*Work instructions*. Find every line in the records below that contains the word "arched" and copy each of those lines. Treat uppercase and lowercase letters as different.

*Stored rows*.
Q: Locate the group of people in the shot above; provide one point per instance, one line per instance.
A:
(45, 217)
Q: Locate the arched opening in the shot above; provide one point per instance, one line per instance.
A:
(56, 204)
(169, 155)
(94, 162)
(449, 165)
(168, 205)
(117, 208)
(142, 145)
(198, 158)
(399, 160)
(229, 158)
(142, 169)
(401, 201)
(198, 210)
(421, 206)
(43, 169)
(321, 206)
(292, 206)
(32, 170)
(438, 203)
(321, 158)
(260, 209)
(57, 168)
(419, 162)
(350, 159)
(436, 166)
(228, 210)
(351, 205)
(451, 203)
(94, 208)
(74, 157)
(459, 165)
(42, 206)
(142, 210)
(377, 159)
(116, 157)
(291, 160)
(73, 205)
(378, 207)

---

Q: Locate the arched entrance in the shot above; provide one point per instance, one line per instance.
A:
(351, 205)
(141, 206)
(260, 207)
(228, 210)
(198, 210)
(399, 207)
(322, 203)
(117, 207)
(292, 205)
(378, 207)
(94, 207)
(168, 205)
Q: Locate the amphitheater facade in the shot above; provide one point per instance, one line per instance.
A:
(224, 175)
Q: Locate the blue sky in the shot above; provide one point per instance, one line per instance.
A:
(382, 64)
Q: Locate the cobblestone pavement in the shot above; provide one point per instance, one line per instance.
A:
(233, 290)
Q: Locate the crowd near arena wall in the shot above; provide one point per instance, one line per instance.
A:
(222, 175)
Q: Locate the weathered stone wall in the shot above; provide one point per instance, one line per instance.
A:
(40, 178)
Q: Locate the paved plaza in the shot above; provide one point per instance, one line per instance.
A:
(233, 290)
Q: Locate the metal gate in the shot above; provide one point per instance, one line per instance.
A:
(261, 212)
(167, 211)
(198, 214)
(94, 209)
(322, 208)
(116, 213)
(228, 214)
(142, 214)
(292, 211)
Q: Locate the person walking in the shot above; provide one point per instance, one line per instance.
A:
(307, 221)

*Task response*.
Q: Locate the arched opening in the shot above; provide one point per instance, one line per instance.
Q: Locate the arched entrance in the shot above; provide one point per instance, one line per instance.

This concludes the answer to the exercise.